Work to do:
1. Answer each question from the English 201 course description:
(a) What kind of enrollment does English 201 have?
(b) Where will the instructor's specific attendance policy be clearly defined?
(c) Which university requirement do all English 201 sections fulfill?
2. Carry on the English 201 course description from the point where it stops.

Excerpted passage:
----------

Attendance is expected at each class session. English 201 is a low-enrollment course that gives you the chance to interact on a deep intellectual level with your instructor and classmates. When you are absent, you can't just "get the notes" -- you miss out on the benefits of careful attention to your ideas and work, and your classmates miss out on your insights and help as well. Reading and writing are social acts, and the community formed in your class, both among the students and between the students and the instructor, has a lot to do with your development as a writer and the quality of your work. To get the most from your English 201 experience, you must plan on being in class, on time, and prepared for every class session. Check with your instructor for his or her specific attendance policy, which will also be clearly defined in the syllabus.

 

Expectations for Student Learning

All English 201 sections fulfill the university's Communication B requirement. As such, students in the course are expected to develop and demonstrate advanced skills in critical reading, logical thinking, and the use of evidence; the use of appropriate style and disciplinary conventions in writing and speaking; and the productive use of core library resources specific to the relevant discipline.

----------

Information shown:

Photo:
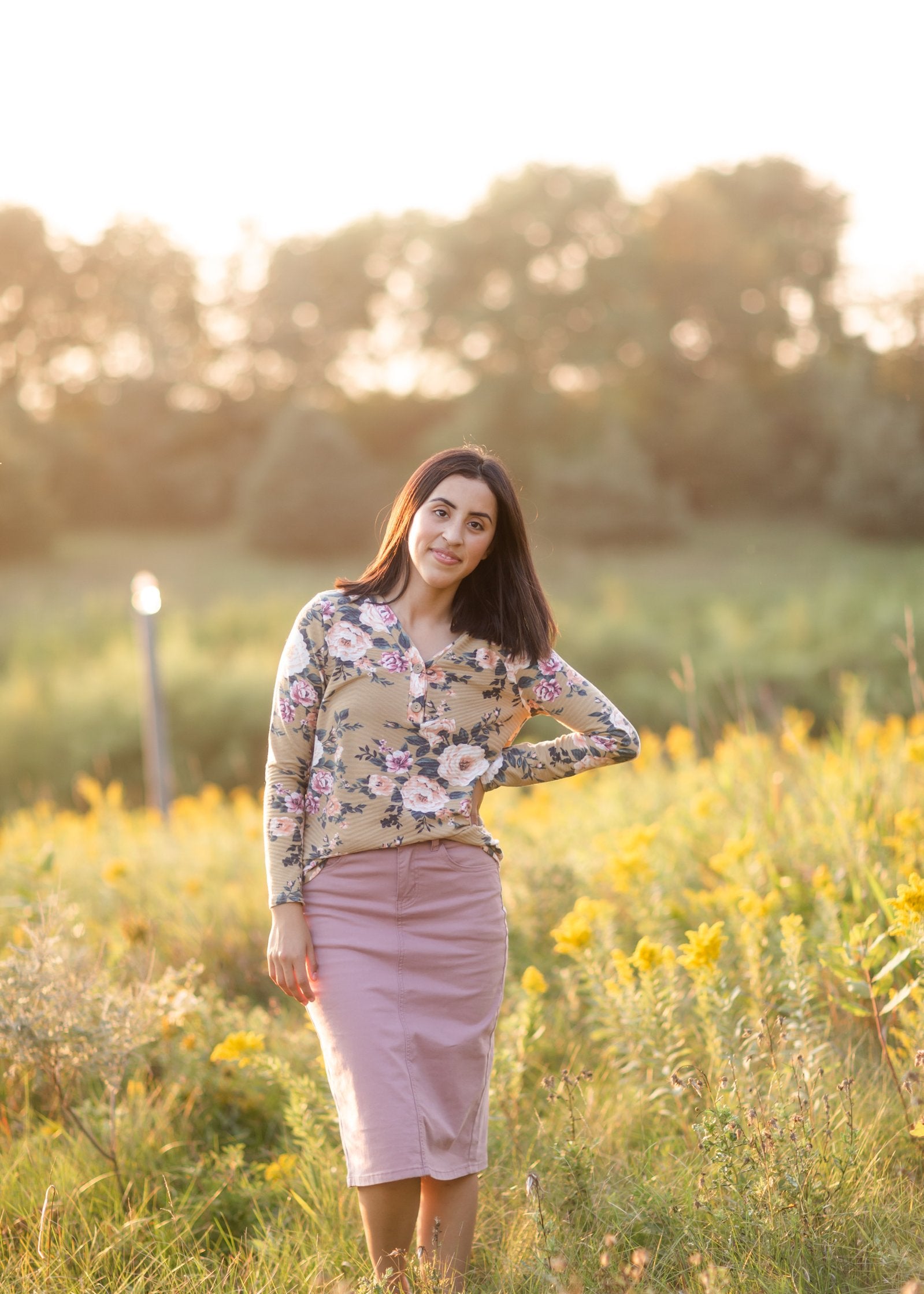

----------

Responses in order:
1.
(a) It is a low-enrollment course.
(b) In the syllabus.
(c) The Communication B requirement.

2.
In addition, English 201 has an identity that is historically and conceptually independent of the university's General Education program, and it has objectives for student learning that go beyond Communication B. Specifically, English 201 is a course where students actively and critically engage with writing as a process of discovery, where they learn to effectively incorporate their reading into their writing, and where they develop facility in struggling and playing with the English language itself. Students are expected to work and perform at an intermediate college level in all three of these areas.

1. WRITING AS A PROCESS OF DISCOVERY
First, English 201 is a course in which students practice and improve their writing through writing -- a lot of writing. Students can expect to write either during or for nearly every class meeting; and they can expect to work on their main papers (typically 3-5 formal essays of varying length spaced across the semester) through an extensive drafting process. This process requires that students approach writing as a practice of invention, discovery, and change; it requires that they constantly revise, or re-see, their papers throughout the course of writing them; and it requires that they share their evolving work at various points with their peers and instructor, incorporating feedback from those exchanges and conscientiously helping their classmates do the same.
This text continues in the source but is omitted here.